Segmentation annotation records:

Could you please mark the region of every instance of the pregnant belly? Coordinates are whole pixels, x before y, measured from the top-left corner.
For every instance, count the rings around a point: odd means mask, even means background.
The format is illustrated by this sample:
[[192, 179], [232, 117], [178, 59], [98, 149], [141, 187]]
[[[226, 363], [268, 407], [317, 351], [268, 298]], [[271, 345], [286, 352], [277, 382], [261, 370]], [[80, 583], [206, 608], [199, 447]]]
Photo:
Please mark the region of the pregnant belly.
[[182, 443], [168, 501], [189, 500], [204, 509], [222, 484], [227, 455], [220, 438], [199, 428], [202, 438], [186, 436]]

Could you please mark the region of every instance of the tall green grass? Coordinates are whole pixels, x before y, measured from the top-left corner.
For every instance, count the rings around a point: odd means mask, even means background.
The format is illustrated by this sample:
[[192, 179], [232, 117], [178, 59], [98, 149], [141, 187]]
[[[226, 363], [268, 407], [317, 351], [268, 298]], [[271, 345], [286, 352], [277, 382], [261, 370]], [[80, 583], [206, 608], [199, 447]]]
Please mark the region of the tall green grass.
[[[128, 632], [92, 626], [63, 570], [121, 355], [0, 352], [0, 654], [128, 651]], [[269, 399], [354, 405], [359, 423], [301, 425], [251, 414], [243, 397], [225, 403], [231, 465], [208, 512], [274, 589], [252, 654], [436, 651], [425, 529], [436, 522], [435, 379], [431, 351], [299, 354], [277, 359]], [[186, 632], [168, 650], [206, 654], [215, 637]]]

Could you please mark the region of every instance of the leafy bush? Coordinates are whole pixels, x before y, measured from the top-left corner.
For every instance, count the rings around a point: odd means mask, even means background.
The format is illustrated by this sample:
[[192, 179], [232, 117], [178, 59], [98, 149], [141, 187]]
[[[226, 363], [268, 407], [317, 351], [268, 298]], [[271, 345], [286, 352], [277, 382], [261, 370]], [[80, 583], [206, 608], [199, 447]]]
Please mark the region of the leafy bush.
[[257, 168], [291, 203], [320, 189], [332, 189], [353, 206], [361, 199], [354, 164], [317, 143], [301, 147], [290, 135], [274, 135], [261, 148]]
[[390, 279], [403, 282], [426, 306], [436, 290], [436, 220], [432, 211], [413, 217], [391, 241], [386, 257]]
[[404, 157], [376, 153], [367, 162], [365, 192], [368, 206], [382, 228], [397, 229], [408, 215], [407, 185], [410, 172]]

YOUR INSTRUCTIONS:
Print all of the rows above again, word for word, with nothing changed.

FINISHED ANSWER:
Could you please mark the region of every instance of the pregnant belly? Coordinates are whole pixels, x before y, measured from the top-left corner.
For every instance, count the rings around a point: odd means mask, even means background.
The format is illustrated by this sample:
[[192, 179], [232, 117], [178, 59], [98, 149], [141, 187]]
[[[226, 363], [268, 407], [317, 351], [268, 298]], [[271, 345], [286, 352], [277, 382], [261, 370]], [[80, 583], [206, 608], [199, 447]]]
Photo:
Please mark the region of the pregnant belly.
[[182, 443], [168, 501], [189, 500], [204, 509], [222, 484], [227, 455], [220, 438], [199, 428], [202, 438], [186, 436]]

Could you please mark the region of every instance of the tall green grass? Coordinates are whole pixels, x before y, measured from the top-left corner.
For every instance, count the rings around a point: odd means mask, even means background.
The format is illustrated by this sample:
[[192, 179], [232, 117], [178, 59], [98, 149], [141, 187]]
[[[226, 363], [268, 407], [317, 351], [268, 298]], [[271, 345], [286, 352], [277, 382], [261, 370]], [[80, 583], [206, 608], [199, 447]]]
Please mark the region of the tall green grass.
[[[128, 632], [92, 626], [63, 570], [121, 355], [0, 352], [0, 654], [128, 651]], [[269, 399], [354, 405], [359, 423], [301, 425], [251, 414], [243, 397], [225, 403], [231, 465], [208, 512], [274, 589], [252, 654], [436, 651], [425, 529], [436, 522], [435, 379], [431, 351], [299, 354], [277, 359]], [[186, 632], [168, 650], [206, 654], [215, 637]]]

Could you please mark the region of every instance of the leafy bush? Coordinates are whole pixels, x before y, measured from the top-left corner.
For every instance, count the rings around a point: odd means mask, even means background.
The format is illustrated by this sample:
[[192, 179], [232, 117], [178, 59], [98, 149], [141, 187]]
[[[226, 363], [268, 407], [317, 351], [268, 298]], [[271, 345], [286, 352], [277, 382], [261, 370]], [[80, 583], [206, 608], [199, 447]]]
Please mark the region of the leafy bush.
[[257, 168], [291, 203], [320, 189], [332, 189], [353, 206], [361, 199], [354, 164], [317, 143], [301, 147], [290, 135], [274, 135], [261, 148]]
[[390, 279], [403, 282], [426, 306], [436, 290], [436, 220], [432, 211], [413, 217], [391, 241], [386, 257]]
[[404, 157], [376, 153], [367, 162], [365, 192], [368, 206], [382, 228], [397, 229], [408, 215], [407, 185], [410, 172]]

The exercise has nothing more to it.